### Work to be completed
Format every line of the records below as one JSON list of strings, with one string per line and any blank lines left out.

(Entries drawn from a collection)
□ □ □ □

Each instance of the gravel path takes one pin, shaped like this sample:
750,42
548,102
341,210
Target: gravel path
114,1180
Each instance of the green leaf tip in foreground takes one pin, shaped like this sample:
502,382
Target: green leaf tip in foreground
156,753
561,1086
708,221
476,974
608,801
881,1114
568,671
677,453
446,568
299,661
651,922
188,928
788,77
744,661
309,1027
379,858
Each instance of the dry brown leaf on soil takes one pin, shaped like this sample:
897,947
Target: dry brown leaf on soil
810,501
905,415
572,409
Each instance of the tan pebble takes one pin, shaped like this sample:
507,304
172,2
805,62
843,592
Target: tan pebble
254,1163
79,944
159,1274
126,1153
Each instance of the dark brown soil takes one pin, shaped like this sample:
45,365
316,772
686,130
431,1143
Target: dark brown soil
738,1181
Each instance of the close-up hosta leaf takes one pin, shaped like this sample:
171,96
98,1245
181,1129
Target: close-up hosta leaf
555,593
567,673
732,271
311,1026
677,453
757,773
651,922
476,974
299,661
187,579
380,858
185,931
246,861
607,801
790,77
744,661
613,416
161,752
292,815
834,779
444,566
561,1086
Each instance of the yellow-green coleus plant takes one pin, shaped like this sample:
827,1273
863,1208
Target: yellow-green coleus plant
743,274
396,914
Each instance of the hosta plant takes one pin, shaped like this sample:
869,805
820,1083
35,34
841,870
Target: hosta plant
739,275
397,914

□ □ □ □

### Answer
[
  "Each instance of the gravel path takes one pin, shaped like this sample:",
  "750,42",
  "548,102",
  "341,210",
  "Target: gravel path",
  "114,1180",
  "Each instance of the green leaf tip in foreground takes one pin, shaped like this sample:",
  "502,382",
  "Target: green leaf tip in foreground",
  "156,753",
  "561,1086",
  "708,221",
  "476,974",
  "608,801",
  "881,1114",
  "568,671",
  "677,453",
  "446,568",
  "299,661",
  "651,922",
  "188,928",
  "788,77",
  "744,661",
  "309,1027",
  "379,858",
  "Each instance of the dry brown leaf on soil takes one pin, shaped like this sample:",
  "897,947",
  "Target: dry brown leaf on soil",
  "810,501",
  "905,415",
  "572,409",
  "Each instance of the tan pebble takes one pin, shaped like this sample:",
  "507,304",
  "172,2",
  "805,62",
  "843,592",
  "Target: tan pebble",
  "254,1163",
  "79,944",
  "159,1274",
  "126,1153",
  "Each instance of the dark brown soil takes one pin, shaped like this sample:",
  "45,365",
  "316,772",
  "686,130",
  "431,1143",
  "Target: dark brown soil",
  "738,1181",
  "Each instance of the close-up hosta leaf takes one pin, shaped like this sample:",
  "171,96",
  "98,1245",
  "181,1129",
  "Target: close-up hosta leaf",
  "555,593",
  "567,673",
  "732,271",
  "311,1026",
  "677,453",
  "757,773",
  "651,922",
  "476,974",
  "299,661",
  "187,579",
  "380,858",
  "185,931",
  "246,861",
  "607,801",
  "790,77",
  "744,661",
  "613,416",
  "161,752",
  "292,815",
  "834,779",
  "444,566",
  "561,1086",
  "Each instance of the yellow-green coleus plant takes one pin, shaped like this sample:",
  "827,1273",
  "863,1208",
  "Target: yellow-green coleus plant",
  "743,274",
  "396,914",
  "Each instance of the hosta plant takes one pin, shaped like this sample:",
  "869,805",
  "820,1083",
  "35,34",
  "841,870",
  "Target: hosta plant",
  "739,275",
  "397,914"
]